WHAT THE EXERCISE ASKS ::
Copy the stretch of the Barcelona coaching article from "After leading Barca" through "made during games.", changing "close friend" to "longtime friend".

EXTRACTED TEXT ::
%%
Barcelona's surprise decision to promote assistant coach Tito Vilanova to replace Pep Guardiola is a significant gamble but for a club whose phenomenal recent success has largely been built on home-grown talent it could prove a masterstroke.
After leading Barca to a record 13 trophies in four seasons, Guardiola said on Friday he was quitting because he felt drained and president Sandro Rosell announced Vilanova would take charge of the first team from next season.
Guardiola has often spoken of his reliance on his close friend - who was a contemporary at the club's youth academy - and it is Vilanova to whom he turns for advice when strategic changes need to be made during games.
The two have similar personalities. They are softly-spoken, hard-working and methodical students of the game who are devoted to the unique brand of fast-flowing, possession-based football they had drummed into them at the academy.
While Vilanova, 42, may not command the instant respect Guardiola's successful playing career afforded him, he has a close relationship with the Barca squad, particularly the home-grown members, many of whom he coached when they were teenagers.
%%
[Image-grounded pointing data]
%%
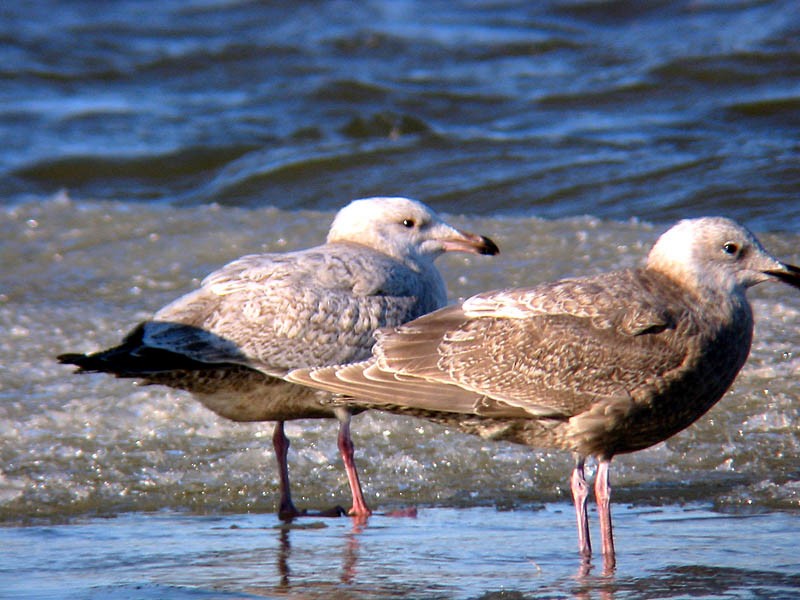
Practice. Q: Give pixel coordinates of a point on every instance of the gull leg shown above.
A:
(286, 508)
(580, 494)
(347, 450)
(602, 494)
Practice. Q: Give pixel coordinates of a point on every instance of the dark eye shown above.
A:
%%
ANSWER SECTION ::
After leading Barca to a record 13 trophies in four seasons, Guardiola said on Friday he was quitting because he felt drained and president Sandro Rosell announced Vilanova would take charge of the first team from next season.
Guardiola has often spoken of his reliance on his longtime friend - who was a contemporary at the club's youth academy - and it is Vilanova to whom he turns for advice when strategic changes need to be made during games.